─── INFORMATION GIVEN ───
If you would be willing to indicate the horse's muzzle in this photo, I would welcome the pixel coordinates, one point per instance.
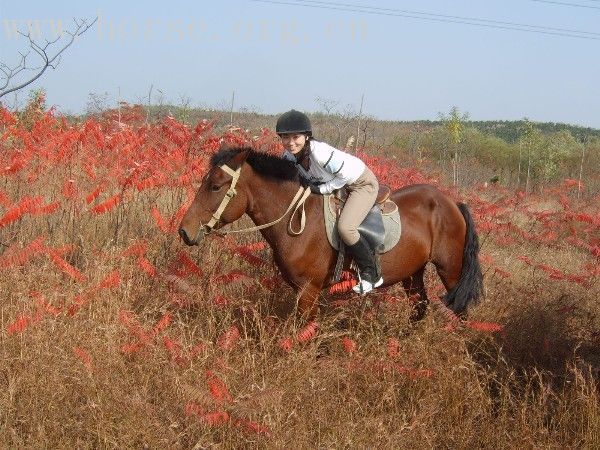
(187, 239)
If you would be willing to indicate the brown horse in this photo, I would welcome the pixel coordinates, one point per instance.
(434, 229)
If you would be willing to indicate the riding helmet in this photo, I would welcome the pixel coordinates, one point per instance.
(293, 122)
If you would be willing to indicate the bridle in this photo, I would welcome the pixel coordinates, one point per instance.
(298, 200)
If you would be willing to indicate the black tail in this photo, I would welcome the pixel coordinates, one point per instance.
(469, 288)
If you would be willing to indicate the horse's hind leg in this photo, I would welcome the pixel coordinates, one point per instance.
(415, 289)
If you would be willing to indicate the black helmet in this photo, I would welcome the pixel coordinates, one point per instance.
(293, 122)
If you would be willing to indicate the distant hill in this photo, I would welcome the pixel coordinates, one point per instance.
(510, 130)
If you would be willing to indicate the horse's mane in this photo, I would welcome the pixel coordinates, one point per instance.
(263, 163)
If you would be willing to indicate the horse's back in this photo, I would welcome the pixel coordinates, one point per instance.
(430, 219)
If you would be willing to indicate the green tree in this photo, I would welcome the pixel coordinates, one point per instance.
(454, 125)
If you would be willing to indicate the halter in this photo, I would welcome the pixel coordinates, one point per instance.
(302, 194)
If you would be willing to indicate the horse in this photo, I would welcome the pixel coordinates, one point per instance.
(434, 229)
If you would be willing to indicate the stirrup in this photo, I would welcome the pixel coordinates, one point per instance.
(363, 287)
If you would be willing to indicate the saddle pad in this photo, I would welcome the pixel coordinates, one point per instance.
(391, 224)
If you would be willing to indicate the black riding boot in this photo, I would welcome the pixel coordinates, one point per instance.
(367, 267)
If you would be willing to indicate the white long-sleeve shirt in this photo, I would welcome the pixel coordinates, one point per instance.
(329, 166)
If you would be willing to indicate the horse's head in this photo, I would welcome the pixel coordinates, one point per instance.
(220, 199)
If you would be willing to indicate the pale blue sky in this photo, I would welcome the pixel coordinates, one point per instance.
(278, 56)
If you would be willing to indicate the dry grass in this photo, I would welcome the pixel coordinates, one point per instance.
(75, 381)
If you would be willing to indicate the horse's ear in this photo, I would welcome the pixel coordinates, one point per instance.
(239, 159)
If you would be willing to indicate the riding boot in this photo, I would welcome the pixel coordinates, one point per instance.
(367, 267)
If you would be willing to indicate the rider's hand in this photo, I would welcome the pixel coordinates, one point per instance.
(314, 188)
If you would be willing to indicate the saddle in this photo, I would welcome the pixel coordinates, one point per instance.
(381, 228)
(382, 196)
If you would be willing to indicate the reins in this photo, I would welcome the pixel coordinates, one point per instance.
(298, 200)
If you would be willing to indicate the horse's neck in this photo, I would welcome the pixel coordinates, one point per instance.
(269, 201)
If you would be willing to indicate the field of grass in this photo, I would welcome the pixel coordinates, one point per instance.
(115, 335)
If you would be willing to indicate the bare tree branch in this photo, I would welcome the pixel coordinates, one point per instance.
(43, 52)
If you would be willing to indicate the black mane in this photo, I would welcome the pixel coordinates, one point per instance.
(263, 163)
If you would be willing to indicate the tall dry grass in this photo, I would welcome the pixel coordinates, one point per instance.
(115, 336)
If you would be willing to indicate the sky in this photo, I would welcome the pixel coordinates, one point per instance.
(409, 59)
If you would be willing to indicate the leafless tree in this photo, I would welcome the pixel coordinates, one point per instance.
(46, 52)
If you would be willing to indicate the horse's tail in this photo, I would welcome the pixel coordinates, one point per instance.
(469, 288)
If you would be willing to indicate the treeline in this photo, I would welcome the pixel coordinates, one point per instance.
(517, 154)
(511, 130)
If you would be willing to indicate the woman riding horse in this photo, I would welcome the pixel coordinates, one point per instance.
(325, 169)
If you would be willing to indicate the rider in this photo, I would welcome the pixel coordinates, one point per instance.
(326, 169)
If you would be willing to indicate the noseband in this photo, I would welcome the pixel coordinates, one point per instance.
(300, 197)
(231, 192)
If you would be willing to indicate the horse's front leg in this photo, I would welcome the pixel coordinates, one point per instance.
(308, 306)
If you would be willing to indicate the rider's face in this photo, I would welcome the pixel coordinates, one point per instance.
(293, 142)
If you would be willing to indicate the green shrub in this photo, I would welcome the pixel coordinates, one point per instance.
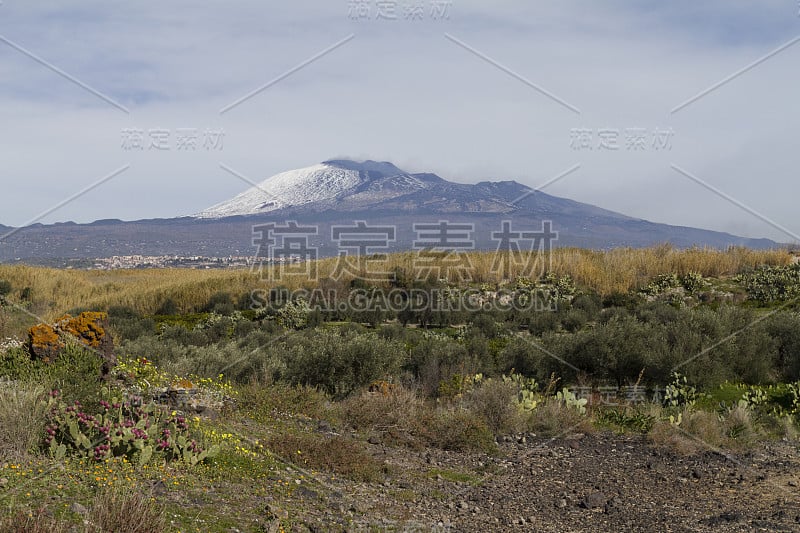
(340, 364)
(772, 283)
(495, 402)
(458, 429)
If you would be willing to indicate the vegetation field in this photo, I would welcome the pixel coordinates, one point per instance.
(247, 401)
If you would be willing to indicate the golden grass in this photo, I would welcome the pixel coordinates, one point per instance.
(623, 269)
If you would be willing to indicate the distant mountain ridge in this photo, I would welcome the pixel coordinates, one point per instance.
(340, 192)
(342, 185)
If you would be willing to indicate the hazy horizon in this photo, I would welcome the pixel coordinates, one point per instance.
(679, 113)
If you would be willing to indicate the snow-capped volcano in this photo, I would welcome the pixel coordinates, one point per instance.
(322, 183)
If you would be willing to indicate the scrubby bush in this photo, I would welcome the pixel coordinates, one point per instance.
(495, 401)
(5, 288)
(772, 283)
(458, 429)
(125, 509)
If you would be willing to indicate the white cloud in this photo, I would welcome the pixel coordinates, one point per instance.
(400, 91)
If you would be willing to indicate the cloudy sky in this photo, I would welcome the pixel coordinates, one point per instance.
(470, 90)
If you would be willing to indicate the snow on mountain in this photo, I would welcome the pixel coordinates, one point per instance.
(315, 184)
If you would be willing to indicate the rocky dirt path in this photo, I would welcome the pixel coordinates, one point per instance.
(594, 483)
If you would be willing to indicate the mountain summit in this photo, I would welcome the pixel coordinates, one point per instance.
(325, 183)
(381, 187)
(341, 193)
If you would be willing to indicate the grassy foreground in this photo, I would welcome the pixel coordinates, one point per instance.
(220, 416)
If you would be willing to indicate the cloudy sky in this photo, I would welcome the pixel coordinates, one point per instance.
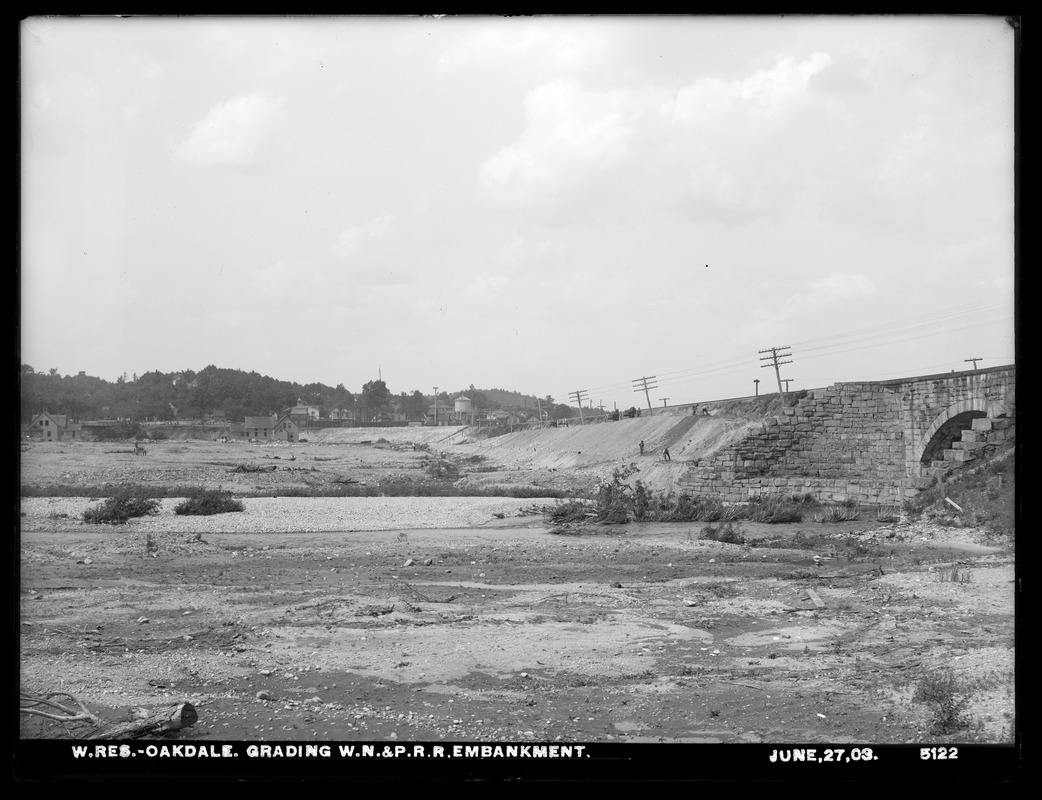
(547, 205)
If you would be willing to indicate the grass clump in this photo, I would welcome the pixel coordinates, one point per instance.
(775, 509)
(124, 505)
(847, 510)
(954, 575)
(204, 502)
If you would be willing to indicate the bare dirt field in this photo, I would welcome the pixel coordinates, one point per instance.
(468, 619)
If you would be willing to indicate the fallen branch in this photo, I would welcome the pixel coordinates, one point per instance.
───
■ **TASK TO COMPLETE**
Transcribe the records above exactly and drop every picture.

■ **TASK ANSWER**
If you would be willing to indicate the horse's muzzle in this photo, I would welcome the pixel coordinates, one point per instance.
(187, 239)
If you would be willing to indicate the brown horse in this photo, I would welcome the pixel coordinates, one point per instance.
(434, 229)
If you would be willing to indicate the riding helmet in this photo, I would welcome the pixel coordinates, one point per instance.
(293, 122)
If you would be willing to indicate the bridle in this photo, I would welcome the pixel coordinates, one point per instance.
(298, 200)
If you would be willing to indicate the black tail in this photo, I would welcome the pixel coordinates, one point per instance.
(469, 288)
If you would be willing to indicate the horse's hind leg in this photo, I would welcome the pixel coordinates, one point per instance.
(415, 289)
If you would be willing to indicate the black helmet in this photo, I would welcome the pixel coordinates, one point per instance.
(293, 122)
If you would be willing to indicate the distant hill in this photo, I would welcome the pixel coordinates, one point per instance.
(510, 130)
If you would be willing to indicate the horse's mane in this photo, I would welcome the pixel coordinates, one point per instance.
(263, 163)
If you would be willing to indicate the horse's back in this photo, I would welcome the pixel coordinates, one point per instance.
(430, 219)
If you would be willing to indicate the green tree in this photo, I would welcome the pixel coordinates, one point per instance.
(454, 125)
If you would be willing to indicate the halter in this photo, I would welcome the pixel coordinates, one point per instance.
(302, 194)
If you would be willing to indicate the horse in this photo, I would welcome the pixel coordinates, one point per instance.
(434, 229)
If you would be willing to indicate the stirrup in this photo, I would welcome the pixel coordinates, one point per instance.
(363, 287)
If you would be willing to indicate the saddle pad in this photo, I would welcome the pixel coordinates, one point per instance.
(391, 224)
If you would be willing to indicate the black riding boot in this photo, I would welcome the pixel coordinates, one point per instance.
(367, 267)
If you would be willing to indicate the white long-sleeve shirt in this photo, I would welcome the pixel coordinates, one point per instance.
(329, 166)
If you would be willing to indicate the horse's head in this photo, I would welcome the pixel coordinates, one point per instance.
(220, 199)
If you would be willing to indicate the pale blue sky in this photo, I would welcome the pixel coordinates, one point per instance.
(278, 56)
If you would be willing to indicate the dry grass in this photo, I would welcome the pixel coordinates, one point per instance.
(75, 381)
If you would be willing to indicate the horse's ear in this photo, I would welcome the pixel coordinates, one point per instance.
(239, 159)
If you would be willing to indicate the riding boot in this photo, I would welcome the pixel coordinates, one point per instance.
(367, 267)
If you would be willing to indicate the rider's hand in this photo, I would welcome the pixel coordinates, one point per instance.
(314, 188)
If you would be willing to indicate the saddle in this photo, I would welcome the pixel coordinates, one point per instance.
(381, 228)
(382, 196)
If you would be willing to indicate the reins in this photo, I would welcome the pixel coordinates, one point per instance.
(298, 200)
If you would be willing to indicate the horse's neck in this photo, I would welcome the pixel coordinates, one point per instance.
(269, 201)
If you would be willing to indicate the field of grass in this photo, I would welcome the pixel coordinates, one point per instance.
(115, 335)
If you would be willing to indicate the bare tree branch in this photo, I would welcome the pixel coordinates, one point per instance.
(43, 52)
If you would be willing to indicate the black mane in this photo, I would welcome the pixel coordinates, one point per instance.
(263, 163)
If you would be willing to indicate the tall dry grass in this photo, I would welcome the pixel coordinates, one point per instance.
(115, 336)
If you would be willing to indicate the sky in this photo, I would welcome the pixel coordinates, one point per instance.
(409, 59)
If you would be willing to indicate the leafless tree in this photo, I would welcome the pixel coordinates, one point per instance.
(46, 52)
If you would be willing to indicate the horse's tail in this photo, I would welcome the pixel coordinates, one point per instance.
(469, 288)
If you would be willing to indicate the treeline in this photo, I would welcome the pixel coordinates, one point per instance.
(517, 154)
(511, 130)
If you would be willing to indicate the woman riding horse in this photo, I would welcome the pixel coordinates, one point per instance.
(325, 169)
If you would be willing to indicate the rider in this photo, I would welcome the pixel coordinates, one point per instance.
(326, 169)
If you would be willing to indicate the noseband in this photo, I would welcome the pixel coordinates, one point per instance.
(300, 197)
(231, 192)
If you would be willing to indicate the horse's front leg in this photo, I would welcome the pixel coordinates, one point per instance.
(308, 306)
If you would be willing to indicate the rider's face in this photo, I would welcome the pixel coordinates, one point per instance.
(293, 142)
If you would be willing to indicate the green shrub in this photo, I would welcome the pixel coordinates, one point per instance.
(340, 364)
(772, 283)
(495, 402)
(458, 429)
If you would be willing to indicate the vegetation field in this photo, I would welcome the pixel coordinates, one point per instance.
(247, 401)
If you would be willing to indicate the golden grass in this photo, I would welcome the pixel coordinates, one point per instance.
(623, 269)
If you would be willing to indicate the distant mountain ridge in this photo, I would welcome the pixel coordinates, one point per instance.
(340, 192)
(342, 185)
If you would be willing to indicate the hazy horizon in this photo, I would welcome the pixel coordinates, one point per instance.
(679, 113)
If you would be willing to indicate the snow-capped volcano in this photo, I would welcome the pixel coordinates, one point per instance.
(322, 183)
If you would be willing to indicate the scrubby bush in this photo, I would welcome the pixel coordinates, one point per instance.
(495, 401)
(5, 288)
(772, 283)
(458, 429)
(125, 509)
If you would be willing to indicate the white cloud in this photo, I would welcome the pixel coordinates, one point per instance.
(400, 91)
If you would be willing to indicate the cloudy sky in this photo, I would welcome the pixel coordinates, one point per instance.
(470, 90)
If you would be willing to indicate the snow on mountain in this photo, I would welcome the pixel coordinates, one point per instance.
(315, 184)
If you would be willing to indicate the rocky dirt path in this photo, I would welcome the pixel coordinates, one point per instance.
(594, 483)
If you would be willing to indicate the mountain summit in this photo, I would welcome the pixel coordinates, one point per instance.
(325, 183)
(381, 187)
(341, 193)
If you would be willing to indicate the grassy foreground in this photo, I would welcome the pixel coordinates, one point per instance.
(220, 416)
If you would be willing to indicate the cloudy sky in this photo, I would welcome the pixel coordinates, one point per instance.
(547, 205)
If you would be willing to indicate the grass clump in this photo, I would welcome the pixel coordinates, one point per instance.
(775, 509)
(124, 505)
(847, 510)
(954, 575)
(204, 502)
If you would be willing to indicate the bare dirt field in this photo, I would welcome the pixel coordinates, one point per instance.
(468, 619)
If you would be willing to indicate the fallen branch in this photo, I would welcome the pixel coordinates, one point per instance.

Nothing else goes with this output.